Source records:
※ ※ ※
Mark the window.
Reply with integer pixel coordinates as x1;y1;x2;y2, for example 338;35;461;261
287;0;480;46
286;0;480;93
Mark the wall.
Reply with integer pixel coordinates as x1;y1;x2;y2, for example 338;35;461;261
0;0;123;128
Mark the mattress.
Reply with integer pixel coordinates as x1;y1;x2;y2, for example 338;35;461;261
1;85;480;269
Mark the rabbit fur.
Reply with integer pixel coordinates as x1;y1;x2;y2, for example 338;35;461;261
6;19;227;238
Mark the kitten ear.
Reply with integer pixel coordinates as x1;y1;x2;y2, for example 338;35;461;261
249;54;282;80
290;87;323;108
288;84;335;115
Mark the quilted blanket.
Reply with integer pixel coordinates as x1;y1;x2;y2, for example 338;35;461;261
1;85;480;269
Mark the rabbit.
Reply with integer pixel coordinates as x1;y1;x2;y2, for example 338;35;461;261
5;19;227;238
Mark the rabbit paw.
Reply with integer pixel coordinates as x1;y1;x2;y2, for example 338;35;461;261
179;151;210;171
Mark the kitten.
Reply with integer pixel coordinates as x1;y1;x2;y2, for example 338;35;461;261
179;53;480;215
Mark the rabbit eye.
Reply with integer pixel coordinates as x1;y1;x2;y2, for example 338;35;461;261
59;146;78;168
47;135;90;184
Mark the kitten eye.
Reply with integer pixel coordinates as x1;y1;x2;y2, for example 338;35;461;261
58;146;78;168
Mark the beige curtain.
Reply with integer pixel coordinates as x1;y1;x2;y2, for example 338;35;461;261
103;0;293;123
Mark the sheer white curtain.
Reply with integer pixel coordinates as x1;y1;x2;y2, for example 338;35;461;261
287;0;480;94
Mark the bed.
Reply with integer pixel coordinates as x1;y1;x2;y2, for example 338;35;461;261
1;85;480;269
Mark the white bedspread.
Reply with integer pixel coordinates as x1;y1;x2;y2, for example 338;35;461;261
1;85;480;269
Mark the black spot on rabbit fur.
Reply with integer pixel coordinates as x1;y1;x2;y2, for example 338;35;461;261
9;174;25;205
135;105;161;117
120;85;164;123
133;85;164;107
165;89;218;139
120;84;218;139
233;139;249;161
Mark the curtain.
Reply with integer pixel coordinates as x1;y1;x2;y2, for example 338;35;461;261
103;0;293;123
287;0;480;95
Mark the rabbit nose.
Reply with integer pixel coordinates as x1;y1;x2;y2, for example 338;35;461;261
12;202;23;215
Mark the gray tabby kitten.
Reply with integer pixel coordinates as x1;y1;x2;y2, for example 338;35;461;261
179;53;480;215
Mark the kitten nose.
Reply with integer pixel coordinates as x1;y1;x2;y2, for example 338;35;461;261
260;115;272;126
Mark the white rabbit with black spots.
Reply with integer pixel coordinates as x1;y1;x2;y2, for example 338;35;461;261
※ ※ ※
• _Assignment_
The answer must hold exactly the lines of the entries above, from the first line through the line that contains "Mark the mattress.", and no others.

• _Response to the task_
Mark the window.
Reply with integer pixel coordinates as x1;y1;x2;y2, for example 338;35;461;261
287;0;480;46
286;0;480;93
Mark the wall.
Reply with integer pixel coordinates as x1;y1;x2;y2, for example 338;35;461;261
0;0;123;128
Mark the mattress.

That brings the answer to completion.